Give back, word for word, the line that contains "- **Find**: the gutter" and every line that follows it in the data below.

▸ **THE DATA**
----------------------------------------

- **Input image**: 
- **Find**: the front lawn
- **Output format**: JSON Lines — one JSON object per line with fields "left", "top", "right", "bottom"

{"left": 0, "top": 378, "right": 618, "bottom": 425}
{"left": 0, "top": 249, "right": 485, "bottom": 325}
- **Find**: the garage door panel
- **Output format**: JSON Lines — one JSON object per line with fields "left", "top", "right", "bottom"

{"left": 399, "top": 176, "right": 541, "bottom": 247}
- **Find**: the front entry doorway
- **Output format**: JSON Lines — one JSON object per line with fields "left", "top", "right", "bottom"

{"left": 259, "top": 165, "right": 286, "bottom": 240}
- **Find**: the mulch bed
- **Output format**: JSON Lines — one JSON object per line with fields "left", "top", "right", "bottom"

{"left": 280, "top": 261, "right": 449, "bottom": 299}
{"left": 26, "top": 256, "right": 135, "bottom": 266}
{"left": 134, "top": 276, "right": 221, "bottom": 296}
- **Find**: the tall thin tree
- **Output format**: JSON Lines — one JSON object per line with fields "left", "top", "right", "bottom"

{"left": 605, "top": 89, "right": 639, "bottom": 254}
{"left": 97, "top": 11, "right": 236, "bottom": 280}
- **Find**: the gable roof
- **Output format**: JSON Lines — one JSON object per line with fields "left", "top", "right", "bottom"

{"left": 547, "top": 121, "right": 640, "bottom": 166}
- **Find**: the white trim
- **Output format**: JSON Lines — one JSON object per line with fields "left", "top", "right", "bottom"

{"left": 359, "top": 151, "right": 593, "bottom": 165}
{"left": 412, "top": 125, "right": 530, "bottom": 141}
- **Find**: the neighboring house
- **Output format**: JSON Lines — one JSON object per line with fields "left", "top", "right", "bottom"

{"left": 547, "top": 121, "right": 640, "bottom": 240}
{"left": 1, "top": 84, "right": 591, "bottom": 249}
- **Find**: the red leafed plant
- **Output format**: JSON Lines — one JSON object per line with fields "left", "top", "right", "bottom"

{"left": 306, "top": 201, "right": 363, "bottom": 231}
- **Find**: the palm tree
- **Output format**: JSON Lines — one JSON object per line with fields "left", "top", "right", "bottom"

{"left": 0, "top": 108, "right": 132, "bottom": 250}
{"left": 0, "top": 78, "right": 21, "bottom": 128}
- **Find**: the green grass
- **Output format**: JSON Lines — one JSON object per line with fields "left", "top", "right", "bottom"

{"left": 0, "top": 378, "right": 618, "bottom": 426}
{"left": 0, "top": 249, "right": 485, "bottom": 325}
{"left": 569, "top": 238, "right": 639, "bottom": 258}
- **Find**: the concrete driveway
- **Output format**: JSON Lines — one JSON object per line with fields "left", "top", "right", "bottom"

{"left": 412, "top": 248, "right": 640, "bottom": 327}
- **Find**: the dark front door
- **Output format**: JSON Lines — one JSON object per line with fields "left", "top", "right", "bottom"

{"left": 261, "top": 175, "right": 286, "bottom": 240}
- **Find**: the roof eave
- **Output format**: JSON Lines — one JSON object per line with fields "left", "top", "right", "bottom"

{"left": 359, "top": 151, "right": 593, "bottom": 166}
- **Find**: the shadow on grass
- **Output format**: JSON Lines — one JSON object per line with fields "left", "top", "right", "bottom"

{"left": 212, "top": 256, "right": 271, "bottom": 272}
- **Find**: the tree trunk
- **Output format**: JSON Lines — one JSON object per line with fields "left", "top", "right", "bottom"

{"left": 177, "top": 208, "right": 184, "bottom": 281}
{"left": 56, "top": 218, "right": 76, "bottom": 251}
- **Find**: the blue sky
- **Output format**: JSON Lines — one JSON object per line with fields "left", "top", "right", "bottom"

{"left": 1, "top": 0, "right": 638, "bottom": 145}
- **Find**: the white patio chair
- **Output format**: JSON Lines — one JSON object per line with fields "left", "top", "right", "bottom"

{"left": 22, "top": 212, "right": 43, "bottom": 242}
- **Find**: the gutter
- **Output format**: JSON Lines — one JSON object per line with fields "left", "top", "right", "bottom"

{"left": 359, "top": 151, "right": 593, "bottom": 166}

----------------------------------------

▸ **RESULT**
- **Find**: the gutter
- **Output format**: JSON Lines — one JSON object per line with fields "left", "top", "right", "bottom"

{"left": 359, "top": 151, "right": 593, "bottom": 166}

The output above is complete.